▶ DOCUMENT SECTION:
-- begin --
Automatic Recognition of Learning Resource Category in a Digital Library

Soumya Banerjee1, Debarshi Kumar Sanyal2, Samiran Chattopadhyay3,
Plaban Kumar Bhowmick4, Partha Pratim Das5 145IIT Kharagpur, Kharagpur-721302, India, 2Indian Association for the Cultivation of Science, Kolkata-700032, India,
13Jadavpur University, Kolkata-700106, India
Email: [email protected], [email protected], [email protected],
[email protected], [email protected]

Abstract

Digital libraries generally need to process a large volume of diverse document types. The collection and tagging of metadata is a long, error-prone, manpower-consuming task. We are attempting to build an automatic metadata extractor for digital libraries. In this work, we present the Heterogeneous Learning Resources (HLR) dataset for document image classification. The individual learning resource is first decomposed into its constituent document images (sheets) which are then passed through an OCR tool to obtain the textual representation. The document image and its textual content are classified with state-of-the-art classifiers. Finally, the labels of the constituent document images are used to predict the label of the overall document.
-- end --
▶ WRITTEN TASKS:
[1] Answer these questions using the abstract on learning resource categories.
(a) What dataset do the authors present?
(b) What tool turns the document images into text?
(c) What is used to predict the label of the overall document?
[2] From the abstract on learning resource categories, output the passage starting with "Digital libraries generally" and going on through "the overall document.".

Object detection data:
-- begin --
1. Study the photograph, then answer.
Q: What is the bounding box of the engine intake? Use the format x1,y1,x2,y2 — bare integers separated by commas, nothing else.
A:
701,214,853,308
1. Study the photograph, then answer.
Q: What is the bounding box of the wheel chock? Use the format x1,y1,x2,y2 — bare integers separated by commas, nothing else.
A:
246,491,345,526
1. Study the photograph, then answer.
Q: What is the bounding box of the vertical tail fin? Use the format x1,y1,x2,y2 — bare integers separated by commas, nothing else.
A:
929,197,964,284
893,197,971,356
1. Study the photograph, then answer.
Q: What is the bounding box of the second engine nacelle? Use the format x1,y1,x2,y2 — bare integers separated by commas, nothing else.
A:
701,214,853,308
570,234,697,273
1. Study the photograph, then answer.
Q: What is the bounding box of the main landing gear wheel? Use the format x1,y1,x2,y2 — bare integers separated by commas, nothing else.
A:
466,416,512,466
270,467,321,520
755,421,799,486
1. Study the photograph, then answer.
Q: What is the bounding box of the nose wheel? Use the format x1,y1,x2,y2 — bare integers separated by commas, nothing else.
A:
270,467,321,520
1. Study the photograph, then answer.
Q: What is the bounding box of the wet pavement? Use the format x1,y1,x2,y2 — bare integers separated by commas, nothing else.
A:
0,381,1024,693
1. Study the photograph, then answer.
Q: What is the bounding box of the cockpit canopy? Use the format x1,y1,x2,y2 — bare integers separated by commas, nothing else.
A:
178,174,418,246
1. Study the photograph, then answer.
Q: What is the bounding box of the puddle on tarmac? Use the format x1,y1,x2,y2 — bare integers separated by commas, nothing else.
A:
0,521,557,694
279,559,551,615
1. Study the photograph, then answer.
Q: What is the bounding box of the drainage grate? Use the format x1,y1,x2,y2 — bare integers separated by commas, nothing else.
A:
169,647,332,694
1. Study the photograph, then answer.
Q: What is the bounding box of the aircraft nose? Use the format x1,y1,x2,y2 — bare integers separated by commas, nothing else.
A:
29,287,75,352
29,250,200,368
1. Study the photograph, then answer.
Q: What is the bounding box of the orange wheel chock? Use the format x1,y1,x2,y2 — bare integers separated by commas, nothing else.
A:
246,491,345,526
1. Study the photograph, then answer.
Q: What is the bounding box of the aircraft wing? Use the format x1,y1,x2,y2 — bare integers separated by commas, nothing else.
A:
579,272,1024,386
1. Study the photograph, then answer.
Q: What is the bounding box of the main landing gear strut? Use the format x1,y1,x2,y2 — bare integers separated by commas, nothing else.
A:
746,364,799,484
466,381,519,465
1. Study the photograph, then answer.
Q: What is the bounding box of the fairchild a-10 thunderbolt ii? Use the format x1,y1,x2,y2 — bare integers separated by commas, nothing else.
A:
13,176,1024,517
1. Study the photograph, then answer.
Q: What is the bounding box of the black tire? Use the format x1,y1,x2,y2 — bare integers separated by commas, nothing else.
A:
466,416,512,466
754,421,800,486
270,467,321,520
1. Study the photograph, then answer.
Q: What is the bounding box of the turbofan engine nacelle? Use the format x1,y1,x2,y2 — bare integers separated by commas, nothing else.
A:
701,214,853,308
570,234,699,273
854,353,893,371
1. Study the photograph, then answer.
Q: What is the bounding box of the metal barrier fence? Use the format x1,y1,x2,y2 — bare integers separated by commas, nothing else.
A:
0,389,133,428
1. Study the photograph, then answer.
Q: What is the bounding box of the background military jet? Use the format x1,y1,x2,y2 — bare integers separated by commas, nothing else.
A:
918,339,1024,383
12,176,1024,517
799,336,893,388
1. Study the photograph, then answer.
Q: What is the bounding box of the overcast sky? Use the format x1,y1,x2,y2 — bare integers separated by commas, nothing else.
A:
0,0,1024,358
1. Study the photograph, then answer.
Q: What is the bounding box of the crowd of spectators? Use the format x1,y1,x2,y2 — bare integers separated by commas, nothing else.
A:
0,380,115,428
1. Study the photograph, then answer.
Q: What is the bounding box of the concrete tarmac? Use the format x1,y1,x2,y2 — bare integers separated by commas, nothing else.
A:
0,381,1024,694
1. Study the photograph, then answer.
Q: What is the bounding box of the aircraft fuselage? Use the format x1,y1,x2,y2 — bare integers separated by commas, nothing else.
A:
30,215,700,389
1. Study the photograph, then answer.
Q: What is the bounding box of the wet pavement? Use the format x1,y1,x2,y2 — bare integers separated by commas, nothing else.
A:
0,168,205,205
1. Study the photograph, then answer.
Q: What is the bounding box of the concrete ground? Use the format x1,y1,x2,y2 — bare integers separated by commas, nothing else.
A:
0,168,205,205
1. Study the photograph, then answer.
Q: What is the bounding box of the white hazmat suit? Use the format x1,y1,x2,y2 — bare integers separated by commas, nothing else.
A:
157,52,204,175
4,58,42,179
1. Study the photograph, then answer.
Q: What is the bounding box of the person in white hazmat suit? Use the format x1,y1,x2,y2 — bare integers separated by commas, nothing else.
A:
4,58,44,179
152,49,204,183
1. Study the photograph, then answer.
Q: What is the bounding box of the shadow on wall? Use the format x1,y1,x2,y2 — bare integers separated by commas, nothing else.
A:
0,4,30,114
-- end --
-- begin --
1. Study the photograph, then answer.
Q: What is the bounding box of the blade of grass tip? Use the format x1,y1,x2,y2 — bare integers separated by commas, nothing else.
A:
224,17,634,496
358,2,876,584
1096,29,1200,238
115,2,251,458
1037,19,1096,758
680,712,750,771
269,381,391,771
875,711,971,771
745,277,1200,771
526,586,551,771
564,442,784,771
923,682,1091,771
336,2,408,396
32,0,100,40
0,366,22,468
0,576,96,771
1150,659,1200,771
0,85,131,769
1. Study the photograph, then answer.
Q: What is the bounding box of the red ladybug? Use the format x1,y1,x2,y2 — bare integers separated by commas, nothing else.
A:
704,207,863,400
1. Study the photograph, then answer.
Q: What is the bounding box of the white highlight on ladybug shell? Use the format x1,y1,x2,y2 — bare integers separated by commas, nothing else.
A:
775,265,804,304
-- end --
-- begin --
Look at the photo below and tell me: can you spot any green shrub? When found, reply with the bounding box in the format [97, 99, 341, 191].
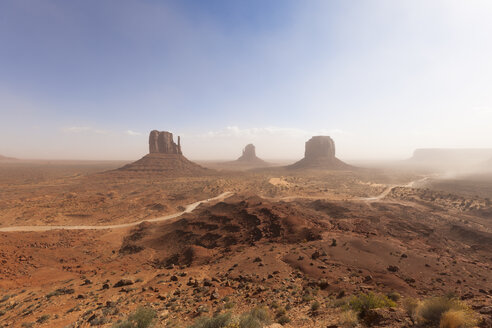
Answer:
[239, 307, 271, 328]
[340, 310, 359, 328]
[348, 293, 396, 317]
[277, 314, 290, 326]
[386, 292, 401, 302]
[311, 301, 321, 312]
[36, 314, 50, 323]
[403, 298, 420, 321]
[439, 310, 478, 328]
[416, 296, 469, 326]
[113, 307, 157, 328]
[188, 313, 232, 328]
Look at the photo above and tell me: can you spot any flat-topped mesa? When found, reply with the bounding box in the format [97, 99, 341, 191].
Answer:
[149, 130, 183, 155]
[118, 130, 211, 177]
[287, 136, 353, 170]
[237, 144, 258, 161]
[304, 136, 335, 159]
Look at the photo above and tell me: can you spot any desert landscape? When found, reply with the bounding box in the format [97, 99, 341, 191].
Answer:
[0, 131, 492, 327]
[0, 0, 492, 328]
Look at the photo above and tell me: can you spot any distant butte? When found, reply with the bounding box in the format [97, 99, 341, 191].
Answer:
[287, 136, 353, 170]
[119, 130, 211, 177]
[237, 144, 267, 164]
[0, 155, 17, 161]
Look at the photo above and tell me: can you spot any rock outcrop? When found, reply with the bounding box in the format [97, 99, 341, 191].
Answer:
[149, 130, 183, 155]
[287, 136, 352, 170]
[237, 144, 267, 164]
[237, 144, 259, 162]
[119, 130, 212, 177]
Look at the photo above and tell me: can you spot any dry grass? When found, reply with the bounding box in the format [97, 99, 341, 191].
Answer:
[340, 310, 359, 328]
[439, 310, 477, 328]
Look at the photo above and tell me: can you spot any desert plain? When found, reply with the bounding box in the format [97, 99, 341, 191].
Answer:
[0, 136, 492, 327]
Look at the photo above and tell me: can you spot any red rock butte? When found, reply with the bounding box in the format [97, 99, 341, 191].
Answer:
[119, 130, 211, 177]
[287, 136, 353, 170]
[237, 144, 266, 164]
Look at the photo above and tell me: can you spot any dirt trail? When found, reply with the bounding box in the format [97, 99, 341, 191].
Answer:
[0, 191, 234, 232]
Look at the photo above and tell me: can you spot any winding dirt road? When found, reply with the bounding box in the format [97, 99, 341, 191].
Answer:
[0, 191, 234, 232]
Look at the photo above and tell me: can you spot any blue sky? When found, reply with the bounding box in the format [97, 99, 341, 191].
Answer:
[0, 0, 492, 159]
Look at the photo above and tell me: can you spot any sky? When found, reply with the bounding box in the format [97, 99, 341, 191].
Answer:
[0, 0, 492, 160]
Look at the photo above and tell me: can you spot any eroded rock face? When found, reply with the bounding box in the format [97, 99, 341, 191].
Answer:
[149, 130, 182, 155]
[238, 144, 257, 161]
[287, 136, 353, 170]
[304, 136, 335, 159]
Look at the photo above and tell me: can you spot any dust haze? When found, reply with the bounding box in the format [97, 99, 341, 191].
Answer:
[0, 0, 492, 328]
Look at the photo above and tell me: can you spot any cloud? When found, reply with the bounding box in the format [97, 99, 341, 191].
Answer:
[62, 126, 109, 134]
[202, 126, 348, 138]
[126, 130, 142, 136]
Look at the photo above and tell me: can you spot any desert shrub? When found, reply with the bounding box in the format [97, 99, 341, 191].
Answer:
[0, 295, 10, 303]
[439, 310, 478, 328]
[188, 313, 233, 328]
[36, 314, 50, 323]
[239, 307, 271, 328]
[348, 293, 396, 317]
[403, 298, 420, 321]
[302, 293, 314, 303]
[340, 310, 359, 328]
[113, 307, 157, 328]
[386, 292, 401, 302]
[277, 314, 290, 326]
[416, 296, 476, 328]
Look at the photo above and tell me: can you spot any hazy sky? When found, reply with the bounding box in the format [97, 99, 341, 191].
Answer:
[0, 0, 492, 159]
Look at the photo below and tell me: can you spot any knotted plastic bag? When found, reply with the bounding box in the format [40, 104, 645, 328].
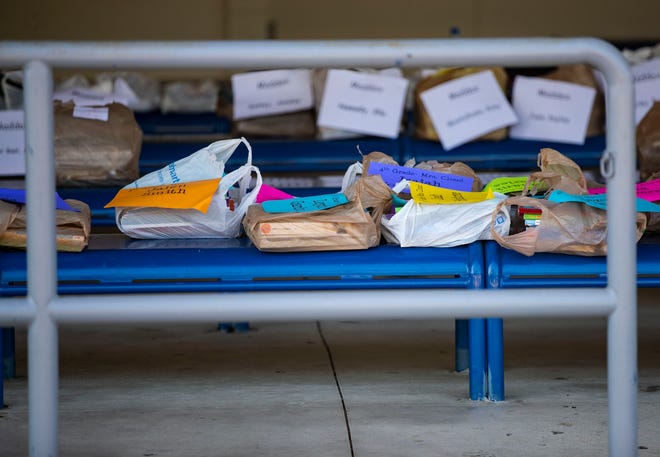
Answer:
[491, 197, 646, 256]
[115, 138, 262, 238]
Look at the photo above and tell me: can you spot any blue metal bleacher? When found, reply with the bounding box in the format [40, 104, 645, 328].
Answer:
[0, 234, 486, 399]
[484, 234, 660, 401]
-- end --
▶ SOLUTION LIST:
[1]
(a) The Heterogeneous Learning Resources (HLR) dataset.
(b) An OCR tool.
(c) The labels of the constituent document images.

[2]
Digital libraries generally need to process a large volume of diverse document types. The collection and tagging of metadata is a long, error-prone, manpower-consuming task. We are attempting to build an automatic metadata extractor for digital libraries. In this work, we present the Heterogeneous Learning Resources (HLR) dataset for document image classification. The individual learning resource is first decomposed into its constituent document images (sheets) which are then passed through an OCR tool to obtain the textual representation. The document image and its textual content are classified with state-of-the-art classifiers. Finally, the labels of the constituent document images are used to predict the label of the overall document.